Extracted information:
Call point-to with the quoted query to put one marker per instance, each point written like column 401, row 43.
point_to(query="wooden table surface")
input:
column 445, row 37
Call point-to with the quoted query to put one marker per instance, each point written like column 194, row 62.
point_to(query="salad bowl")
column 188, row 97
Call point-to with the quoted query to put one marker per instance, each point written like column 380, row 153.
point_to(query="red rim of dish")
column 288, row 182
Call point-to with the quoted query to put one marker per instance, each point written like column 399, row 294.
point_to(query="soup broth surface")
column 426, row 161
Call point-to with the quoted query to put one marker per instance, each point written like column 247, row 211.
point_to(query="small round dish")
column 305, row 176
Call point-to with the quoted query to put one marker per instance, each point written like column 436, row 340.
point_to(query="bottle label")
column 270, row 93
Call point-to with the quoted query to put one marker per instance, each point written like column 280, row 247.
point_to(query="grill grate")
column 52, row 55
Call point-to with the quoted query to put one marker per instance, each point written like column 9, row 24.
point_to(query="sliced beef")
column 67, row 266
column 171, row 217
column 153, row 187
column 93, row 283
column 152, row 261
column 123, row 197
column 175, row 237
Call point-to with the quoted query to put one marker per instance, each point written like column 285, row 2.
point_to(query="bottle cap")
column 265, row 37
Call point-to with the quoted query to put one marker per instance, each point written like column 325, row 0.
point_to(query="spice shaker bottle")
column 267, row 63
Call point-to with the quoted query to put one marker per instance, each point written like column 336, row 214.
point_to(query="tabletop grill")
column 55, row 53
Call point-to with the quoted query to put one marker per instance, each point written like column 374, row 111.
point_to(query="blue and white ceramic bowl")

* * *

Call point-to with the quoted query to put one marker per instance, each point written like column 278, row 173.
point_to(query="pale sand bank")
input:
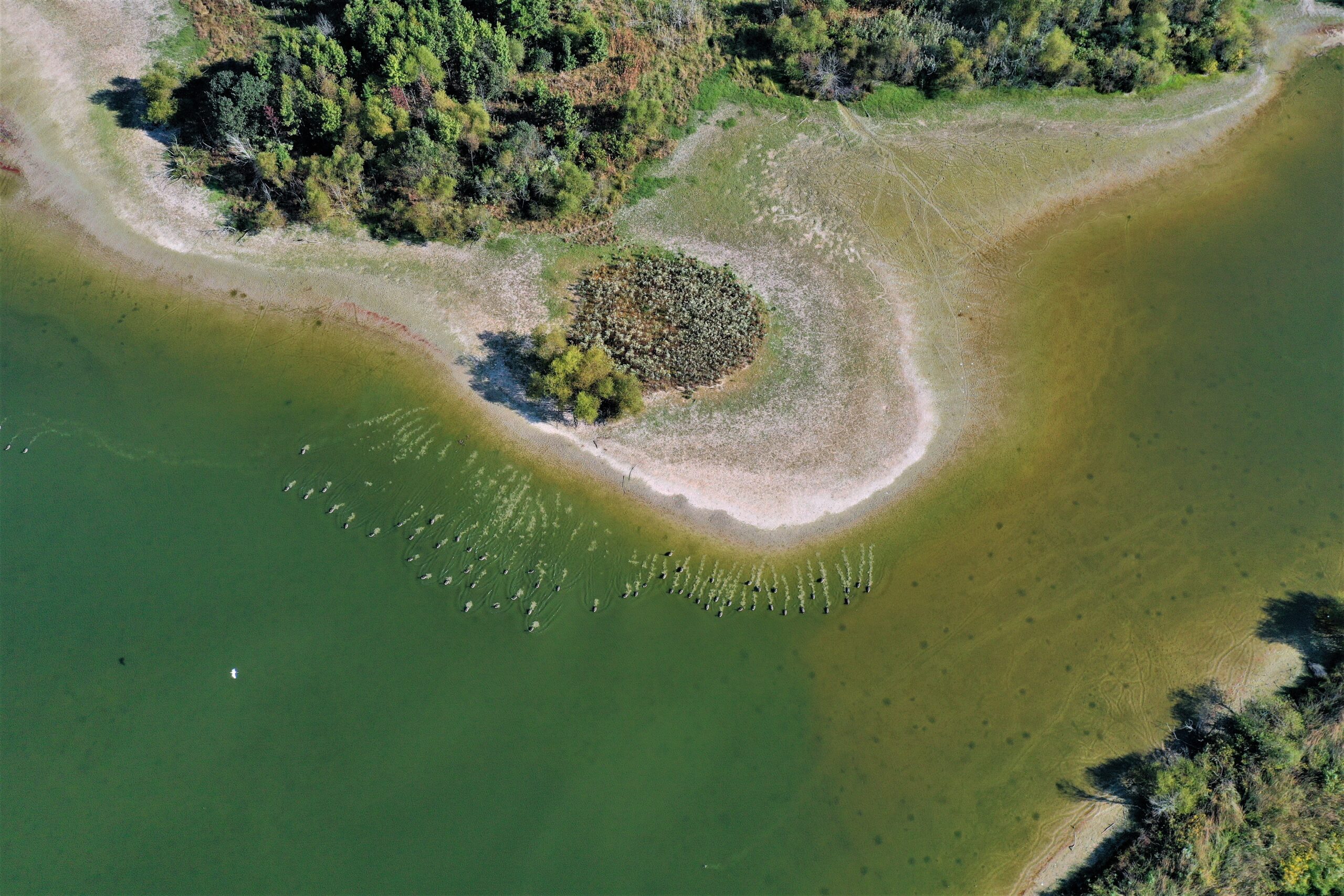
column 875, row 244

--

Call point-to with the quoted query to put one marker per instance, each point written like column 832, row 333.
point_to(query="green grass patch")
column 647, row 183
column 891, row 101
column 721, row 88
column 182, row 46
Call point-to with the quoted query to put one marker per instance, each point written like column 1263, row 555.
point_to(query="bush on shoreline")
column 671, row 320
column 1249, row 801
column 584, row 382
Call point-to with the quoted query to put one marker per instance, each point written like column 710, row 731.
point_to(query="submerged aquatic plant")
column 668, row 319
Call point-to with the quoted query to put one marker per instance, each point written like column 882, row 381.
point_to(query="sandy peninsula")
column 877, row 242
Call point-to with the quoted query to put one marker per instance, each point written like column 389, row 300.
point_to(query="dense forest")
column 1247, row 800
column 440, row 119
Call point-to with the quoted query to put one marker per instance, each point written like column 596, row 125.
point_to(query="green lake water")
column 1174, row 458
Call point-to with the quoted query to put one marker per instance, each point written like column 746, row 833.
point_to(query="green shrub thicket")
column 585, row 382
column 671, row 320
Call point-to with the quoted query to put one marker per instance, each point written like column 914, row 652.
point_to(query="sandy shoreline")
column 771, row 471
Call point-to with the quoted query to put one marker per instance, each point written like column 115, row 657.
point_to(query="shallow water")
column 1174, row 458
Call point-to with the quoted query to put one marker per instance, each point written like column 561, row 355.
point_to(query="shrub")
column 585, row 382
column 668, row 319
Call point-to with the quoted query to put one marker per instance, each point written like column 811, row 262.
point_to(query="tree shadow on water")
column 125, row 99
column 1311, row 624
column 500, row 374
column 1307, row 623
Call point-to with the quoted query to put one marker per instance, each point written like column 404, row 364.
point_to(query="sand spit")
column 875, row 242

Directions for this task:
Can you print, word for word, everything in the records above from the line containing "436, row 340." down to the line containing "and white ceramic", including both of those lines?

Response below:
Call point-to with the quoted query to put one marker per instance, each point written like column 436, row 340.
point_to(query="bottle label")
column 270, row 93
Call point-to with the quoted query to put one marker per instance, each point written like column 280, row 247.
point_to(query="grill grate")
column 52, row 55
Call point-to with the quoted query to put one marker per instance, each point written like column 9, row 24.
point_to(query="sliced beef")
column 67, row 266
column 171, row 217
column 153, row 187
column 93, row 283
column 152, row 261
column 123, row 197
column 175, row 237
Call point-to with the quoted query to put one marker per instance, each point written like column 285, row 2.
point_to(query="bottle cap")
column 265, row 37
Call point-to with the quoted query to put one marker per instance, each point written like column 325, row 0.
point_to(query="spice shaker bottle")
column 267, row 63
Call point-to with the quoted query to put one marker per instance, each point written like column 336, row 214.
point_to(query="tabletop grill")
column 55, row 53
Call point-to with the quoted query to put one marker per instance, each point written like column 374, row 111.
point_to(query="blue and white ceramic bowl")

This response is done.